▶ _WORK TO BE COMPLETED_
Please continue the note on accounting policies, picking up right after its last sentence.

▶ _SUPPLIED TEXT_
XML 30 R8.htm IDEA: XBRL DOCUMENT v2.4.0.6
Basis of Presentation and Summary of Significant Accounting Policies
3 Months Ended
Mar. 31, 2013
Basis of Presentation and Summary of Significant Accounting Policies  
Basis of Presentation and Summary of Significant Accounting Policies

B.               Basis of Presentation and Summary of Significant Accounting Policies

 

Basis of Presentation

 

These condensed consolidated financial statements are unaudited and, in the opinion of management, include all adjustments necessary for a fair statement of the financial position and results of operations of the Company for the interim periods presented. Such adjustments consisted only of normal recurring items. The year-end condensed consolidated balance sheet data was derived from audited financial statements, but does not include all disclosures required by accounting principles generally accepted in the United States of America.

 

In accordance with accounting principles generally accepted in the United States of America for interim financial reports and the instructions for Form 10-Q and the rules of the Securities and Exchange Commission, certain information and footnote disclosures normally included in annual financial statements have been condensed or omitted. Our accounting policies are described in the Notes to the Financial Statements in our Annual Report on Form 10-K for the year ended December 31, 2012. Interim results are not necessarily indicative of the results of operations for the full year. These interim financial statements should be read in conjunction with our Annual Report on Form 10-K for the year ended December 31, 2012.

 

Use of Estimates and Assumptions

 

The preparation of condensed consolidated financial statements in conformity with accounting principles generally accepted in the United States of America requires management to make certain estimates and assumptions that affect the reported amounts of assets, liabilities, revenues and expenses, and the related disclosure of contingent assets and liabilities. The most significant estimates and assumptions are used in, but are not limited to, revenue recognition related to product sales and collaboration agreements, product sales allowances and accruals, assessing investments for potential other-than-temporary impairment and determining values of investments, estimates used to measure the fair value of our assets held for sale, accrued expenses, income taxes and equity-based compensation expense. Actual results could differ materially from those estimates.

 

Principles of Consolidation

 

The accompanying condensed consolidated financial statements include our accounts and the accounts of our wholly-owned subsidiaries, AMAG Europe Limited and AMAG Securities Corporation. AMAG Europe Limited was incorporated in October 2009 in London, England. AMAG Securities Corporation is a Massachusetts corporation which was incorporated in August 2007. All intercompany account balances and transactions between the companies have been eliminated.

 

Fair Value of Financial Instruments

 

Under current accounting standards, fair value is defined as the exchange price that would be received for an asset or paid to transfer a liability (an exit price) in the principal or most advantageous market for the asset or liability in an orderly transaction between market participants on the measurement date. Valuation techniques used to measure fair value must maximize the use of observable inputs and minimize the use of unobservable inputs.

Point placement records
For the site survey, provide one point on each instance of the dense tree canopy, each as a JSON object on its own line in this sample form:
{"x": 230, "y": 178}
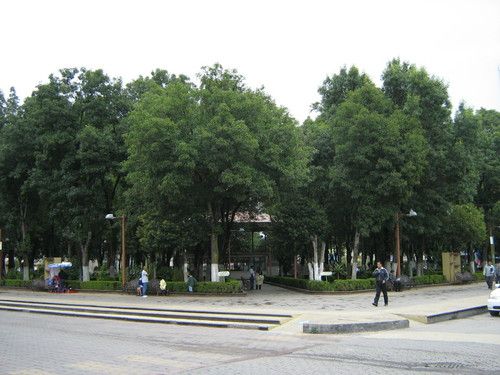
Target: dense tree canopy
{"x": 180, "y": 158}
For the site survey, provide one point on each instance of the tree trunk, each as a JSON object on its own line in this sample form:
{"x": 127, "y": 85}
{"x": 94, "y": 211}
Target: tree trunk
{"x": 214, "y": 245}
{"x": 84, "y": 248}
{"x": 471, "y": 260}
{"x": 24, "y": 234}
{"x": 321, "y": 257}
{"x": 420, "y": 267}
{"x": 26, "y": 268}
{"x": 355, "y": 251}
{"x": 185, "y": 267}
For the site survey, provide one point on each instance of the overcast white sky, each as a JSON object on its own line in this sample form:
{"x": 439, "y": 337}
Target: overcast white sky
{"x": 287, "y": 46}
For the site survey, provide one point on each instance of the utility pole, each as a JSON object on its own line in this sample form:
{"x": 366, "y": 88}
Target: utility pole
{"x": 1, "y": 256}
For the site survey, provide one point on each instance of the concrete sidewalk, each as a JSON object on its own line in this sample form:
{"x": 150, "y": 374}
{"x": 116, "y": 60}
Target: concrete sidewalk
{"x": 311, "y": 313}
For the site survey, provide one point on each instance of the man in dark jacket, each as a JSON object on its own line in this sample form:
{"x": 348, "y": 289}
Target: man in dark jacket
{"x": 381, "y": 277}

▶ _RESPONSE BELOW_
Current accounting guidance establishes a hierarchy used to categorize how fair value is measured and which is based on three levels of inputs, of which the first two are considered observable and the third unobservable, as follows:

 

Level 1 - Quoted prices in active markets for identical assets or liabilities.

 

Level 2 - Inputs other than Level 1 that are observable, either directly or indirectly, such as quoted prices for similar assets or liabilities, quoted prices in markets that are not active, or other inputs that are observable or can be corroborated by observable market data for substantially the full term of the assets or liabilities.

 

Level 3 - Unobservable inputs that are supported by little or no market activity and that are significant to the fair value of the assets or liabilities.

 

Assets Measured at Fair Value on a Recurring Basis

 

We hold certain assets that are required to be measured at fair value on a recurring basis, including our cash equivalents and investments. The following tables represent the fair value hierarchy as of March 31, 2013 and December 31, 2012 for those assets that we measure at fair value on a recurring basis (in thousands):

 

 

 

Fair Value Measurements at March 31, 2013 Using:

 

 

 

 

 

Quoted Prices in Active
Markets for Identical
Assets

 

Significant Other
Observable Inputs

 

Significant
Unobservable
Inputs

 

 

 

Total

 

(Level 1)

 

(Level 2)

 

(Level 3)

 

Money market funds

 

$

21,542

 

$

21,542

 

$

 

$

 

Corporate debt securities

 

124,710

 

 

124,710

 

 

U.S. treasury and government agency securities

 

54,517

 

 

54,517

 

 

Commercial paper

 

3,997

 

 

3,997

 

 

 

 

$

204,766

 

$

21,542

 

$

183,224

 

$

 

 

 

 

Fair Value Measurements at December 31, 2012 Using:

 

 

 

 

 

Quoted Prices in Active
Markets for Identical
Assets

 

Significant Other
Observable Inputs

 

Significant
Unobservable
Inputs

 

 

 

Total

 

(Level 1)

 

(Level 2)

 

(Level 3)

 

Money market funds

 

$

24,058

 

$

24,058

 

$

 

$

 

Corporate debt securities

 

111,690

 

 

111,690

 

 

U.S. treasury and government agency securities

 

59,569

 

 

59,569

 

 

Commercial paper

 

9,491

 

 

9,491

 

 

 

 

$

204,808

 

$

24,058

 

$

180,750

 

$

 

 

With the exception of our money market funds, the fair value of our investments is primarily determined from independent pricing services which use Level 2 inputs to determine fair value. Independent pricing services normally derive security prices from recently reported trades for identical or similar securities, making adjustments based upon other significant observable market transactions. At the end of each reporting period, we perform quantitative and qualitative analyses of prices received from third parties to determine whether prices are reasonable estimates of fair value. After completing our analyses, we did not adjust or override any fair value measurements provided by our pricing services as of either March 31, 2013 or December 31, 2012. In addition, there were no transfers or reclassifications of any securities between Level 1 and Level 2 during the three months ended March 31, 2013.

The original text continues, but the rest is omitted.